▸ Entries from a point annotation set:
-=-=-
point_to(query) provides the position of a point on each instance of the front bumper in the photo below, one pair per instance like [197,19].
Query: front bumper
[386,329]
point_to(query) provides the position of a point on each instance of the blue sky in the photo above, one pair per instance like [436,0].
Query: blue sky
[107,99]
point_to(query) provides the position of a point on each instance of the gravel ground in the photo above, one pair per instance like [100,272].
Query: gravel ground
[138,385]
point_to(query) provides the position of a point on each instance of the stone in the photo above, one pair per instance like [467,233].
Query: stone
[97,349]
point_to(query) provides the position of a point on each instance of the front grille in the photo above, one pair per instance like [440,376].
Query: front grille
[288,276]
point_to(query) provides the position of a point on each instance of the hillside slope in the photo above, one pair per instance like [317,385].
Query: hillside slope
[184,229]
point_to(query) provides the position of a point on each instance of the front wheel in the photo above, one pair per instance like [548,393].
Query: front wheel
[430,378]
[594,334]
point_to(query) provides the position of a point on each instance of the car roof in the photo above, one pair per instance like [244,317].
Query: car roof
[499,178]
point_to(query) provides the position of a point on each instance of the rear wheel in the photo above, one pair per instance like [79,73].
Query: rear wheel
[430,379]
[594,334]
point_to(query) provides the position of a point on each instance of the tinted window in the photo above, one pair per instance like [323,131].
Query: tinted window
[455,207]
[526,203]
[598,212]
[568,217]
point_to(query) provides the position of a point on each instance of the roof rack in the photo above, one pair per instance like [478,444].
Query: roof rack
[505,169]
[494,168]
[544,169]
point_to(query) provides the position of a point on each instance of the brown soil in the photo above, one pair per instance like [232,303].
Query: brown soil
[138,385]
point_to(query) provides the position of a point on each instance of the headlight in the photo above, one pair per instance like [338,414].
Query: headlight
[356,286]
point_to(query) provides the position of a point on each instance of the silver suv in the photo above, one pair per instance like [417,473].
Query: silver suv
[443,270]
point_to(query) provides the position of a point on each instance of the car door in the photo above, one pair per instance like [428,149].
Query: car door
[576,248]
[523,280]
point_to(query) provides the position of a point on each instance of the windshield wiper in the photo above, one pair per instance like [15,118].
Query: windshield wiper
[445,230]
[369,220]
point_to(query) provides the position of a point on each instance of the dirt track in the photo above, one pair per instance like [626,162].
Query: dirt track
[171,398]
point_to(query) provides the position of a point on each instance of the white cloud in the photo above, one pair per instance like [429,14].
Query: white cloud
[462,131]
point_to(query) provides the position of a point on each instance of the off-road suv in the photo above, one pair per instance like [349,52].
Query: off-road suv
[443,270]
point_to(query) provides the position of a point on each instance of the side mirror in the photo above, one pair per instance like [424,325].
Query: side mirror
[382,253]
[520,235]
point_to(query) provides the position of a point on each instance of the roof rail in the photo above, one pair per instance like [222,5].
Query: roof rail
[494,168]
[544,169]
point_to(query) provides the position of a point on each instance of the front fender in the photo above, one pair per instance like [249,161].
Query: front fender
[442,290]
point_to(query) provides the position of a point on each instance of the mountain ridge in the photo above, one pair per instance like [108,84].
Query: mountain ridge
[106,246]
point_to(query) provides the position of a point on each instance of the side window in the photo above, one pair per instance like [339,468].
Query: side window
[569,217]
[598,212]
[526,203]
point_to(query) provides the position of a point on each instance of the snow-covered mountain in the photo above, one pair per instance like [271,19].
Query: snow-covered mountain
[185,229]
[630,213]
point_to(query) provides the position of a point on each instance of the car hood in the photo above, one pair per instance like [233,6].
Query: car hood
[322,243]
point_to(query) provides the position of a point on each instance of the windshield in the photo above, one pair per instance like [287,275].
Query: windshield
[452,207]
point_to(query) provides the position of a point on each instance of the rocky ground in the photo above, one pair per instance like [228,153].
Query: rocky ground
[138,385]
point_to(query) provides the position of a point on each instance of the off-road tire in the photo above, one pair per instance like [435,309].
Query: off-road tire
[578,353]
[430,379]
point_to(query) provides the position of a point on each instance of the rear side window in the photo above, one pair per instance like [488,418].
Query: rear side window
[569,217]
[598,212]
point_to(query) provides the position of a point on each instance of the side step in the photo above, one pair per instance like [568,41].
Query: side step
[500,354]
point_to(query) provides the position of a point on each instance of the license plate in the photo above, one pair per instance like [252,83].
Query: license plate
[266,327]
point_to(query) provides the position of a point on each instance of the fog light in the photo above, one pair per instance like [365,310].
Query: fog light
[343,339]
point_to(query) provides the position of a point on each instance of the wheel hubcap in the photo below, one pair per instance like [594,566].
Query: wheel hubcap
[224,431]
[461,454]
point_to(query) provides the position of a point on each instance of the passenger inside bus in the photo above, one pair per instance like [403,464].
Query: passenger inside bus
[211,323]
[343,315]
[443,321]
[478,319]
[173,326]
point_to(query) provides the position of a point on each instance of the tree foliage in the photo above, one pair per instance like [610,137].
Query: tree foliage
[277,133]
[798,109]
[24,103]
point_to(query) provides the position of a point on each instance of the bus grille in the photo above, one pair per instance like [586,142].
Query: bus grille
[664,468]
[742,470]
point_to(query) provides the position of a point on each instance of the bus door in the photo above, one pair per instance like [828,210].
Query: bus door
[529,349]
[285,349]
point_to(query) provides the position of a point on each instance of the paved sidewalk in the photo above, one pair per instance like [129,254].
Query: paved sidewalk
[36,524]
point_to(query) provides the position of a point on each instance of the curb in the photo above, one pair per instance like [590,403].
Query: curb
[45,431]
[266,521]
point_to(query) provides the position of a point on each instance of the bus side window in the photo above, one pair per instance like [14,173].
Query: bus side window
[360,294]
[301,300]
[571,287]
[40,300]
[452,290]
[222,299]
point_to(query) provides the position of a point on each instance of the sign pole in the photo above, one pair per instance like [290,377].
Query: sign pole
-=-=-
▸ Set task:
Can you quote all of the lines above word for word, with nothing changed?

▸ Finished exercise:
point_to(query) provides the position of a point on each instance of the front bumper in the photo below, one pair per instance like [197,19].
Query: front bumper
[386,329]
point_to(query) provides the position of a point on each instance of the blue sky in the photo above, one pair per instance like [436,0].
Query: blue sky
[107,99]
point_to(query) provides the position of a point on each instance of the gravel ground in the photo above, one pair per instance like [100,272].
Query: gravel ground
[138,385]
point_to(query) provides the position of a point on each instance of the stone in the photo above, one pair per instance like [467,233].
Query: stone
[97,349]
point_to(query) provides the position of a point on each instance of the front grille in the photo above, one pair per instance like [440,376].
Query: front grille
[288,276]
point_to(query) provides the position of a point on each instance of the hillside slope in the photo above, one pair per instance like [317,385].
Query: hillside slope
[184,229]
point_to(query) provides the position of a point on each instance of the front wheel in the photo above, one pair per instance like [548,393].
Query: front wheel
[430,378]
[594,334]
point_to(query) provides the position of a point on each instance of the car roof in the photo above, one pair per instance like [244,317].
Query: car roof
[499,178]
point_to(query) provides the position of a point on each instance of the rear wheel in the photo above, one pair per instance like [79,73].
Query: rear wheel
[430,379]
[594,334]
point_to(query) provides the position of a point on each instance of the tinted window in the photo above, one pair per instance like [323,131].
Query: tinted window
[455,207]
[526,203]
[598,212]
[568,217]
point_to(query) provides the position of a point on each instance of the roof rack in the photo above, one pair per instance like [478,444].
Query: roof rack
[505,169]
[494,168]
[544,169]
point_to(query) provides the position of a point on each instance of the brown soil in the photo above, one pair per instance like [232,303].
Query: brown soil
[138,385]
point_to(query) provides the position of a point on each instance of the headlight in the photo above, one pair per instance like [338,414].
Query: headlight
[356,286]
point_to(query) provides the position of a point on each instance of the silver suv in the photo above, one pair per instance like [417,473].
Query: silver suv
[443,270]
point_to(query) provides the position of a point on each instance of the car door in the photo above, one pair per instance like [428,149].
Query: car door
[576,248]
[523,280]
point_to(query) provides the position of a point on each instance of the windshield wiper in the photo above, one pair per instance like [15,118].
Query: windshield wiper
[445,230]
[369,220]
point_to(query) provides the position of a point on each instance of the dirt track in the photo above, one pair per instance like [626,162].
Query: dirt track
[171,398]
point_to(query) provides the position of a point on each instance of the white cloud in the photo above, one pair per instance like [429,14].
Query: white cloud
[462,131]
point_to(query) provides the position of a point on each instance of the off-road suv in the photo above, one pair per instance like [349,52].
Query: off-road suv
[443,270]
point_to(query) provides the position of a point on each instance of the side mirror in the photo above, one pair per instance like [424,325].
Query: side mirror
[382,253]
[520,235]
point_to(query) provides the position of a point on each instance of the roof rail in the photo above, one pair per instance like [222,5].
Query: roof rail
[494,168]
[544,169]
point_to(query) provides the position of a point on each instance of the front fender in the photo above, one pair per instance like [249,161].
Query: front fender
[442,290]
point_to(query) provides the position of a point on each instance of the mountain ridge in the photo above, one pair per instance like [108,84].
Query: mountain ridge
[106,246]
point_to(query) provides the position of a point on each instance of the side window in the photo above, one pair per instance like [339,468].
Query: side window
[569,217]
[598,212]
[526,203]
point_to(query) provides the position of a point on each instance of the snow-covered mountain in the photo above, one pair per instance like [271,19].
Query: snow-covered mountain
[185,229]
[630,213]
point_to(query) provides the position of a point on each instance of the car hood in the photo above, one pair per instance like [233,6].
Query: car hood
[322,243]
point_to(query) provides the position of a point on each instance of the windshield in the photo above, one pair per instance like [287,275].
Query: windshield
[452,207]
point_to(query) provides the position of a point on each instance of the rocky ground in the photo above, one pair per instance like [228,153].
Query: rocky ground
[138,385]
point_to(query) provides the position of a point on each instance of the off-road tire in the photo above, one pair per instance like [435,309].
Query: off-road tire
[578,353]
[430,379]
point_to(query) provides the position of a point on each instance of the rear side window in the photo above, one pair per instance like [488,418].
Query: rear side window
[569,217]
[598,212]
point_to(query) provides the position of a point on each instance of the side step in the photo above, one pair per instance like [568,41].
Query: side step
[500,354]
point_to(query) provides the position of a point on each instance of the license plate in the photo above, one pair per instance like [252,83].
Query: license plate
[266,327]
point_to(query) provides the position of a point on each instance of the fog light in the photo above, one pair per instance like [365,310].
Query: fog light
[343,339]
point_to(query) provides the position of a point on each instance of the wheel hubcap in the photo below, one pair per instance like [594,566].
Query: wheel hubcap
[224,431]
[461,454]
point_to(query) provides the position of a point on each instance of the passenger inside bus in the photo above, one pair per instance like [403,464].
Query: passenger inside bus
[211,323]
[343,315]
[443,321]
[478,319]
[173,326]
point_to(query) provides the position of a point on each instance of the tree foliage in the photo above, one pair per instance like [610,137].
Query: tree foliage
[277,133]
[798,109]
[24,103]
point_to(query) provides the position of a point on each instance of the bus grille in the photo above, one pair per instance like [586,142].
Query: bus grille
[664,468]
[742,470]
point_to(query) provides the position of a point on each instance of the bus door in the photo above, one pair per instance like [828,210].
Query: bus door
[529,349]
[285,349]
point_to(query) provides the position of a point on each instance of the paved sidewalk in the photo above, one pair per instance like [129,254].
Query: paved sidewalk
[36,524]
point_to(query) provides the position of a point on each instance of the curb in the photo above, one pair per instance like [590,403].
Query: curb
[45,431]
[266,521]
point_to(query) provides the position of a point on each instance of the bus side window in the photo above, one pair per instance like [14,173].
Query: bus side window
[360,294]
[301,300]
[571,287]
[40,300]
[452,290]
[222,299]
point_to(query) provides the position of a point on each instance of the sign pole in the photo above, one pair per instance like [290,377].
Query: sign pole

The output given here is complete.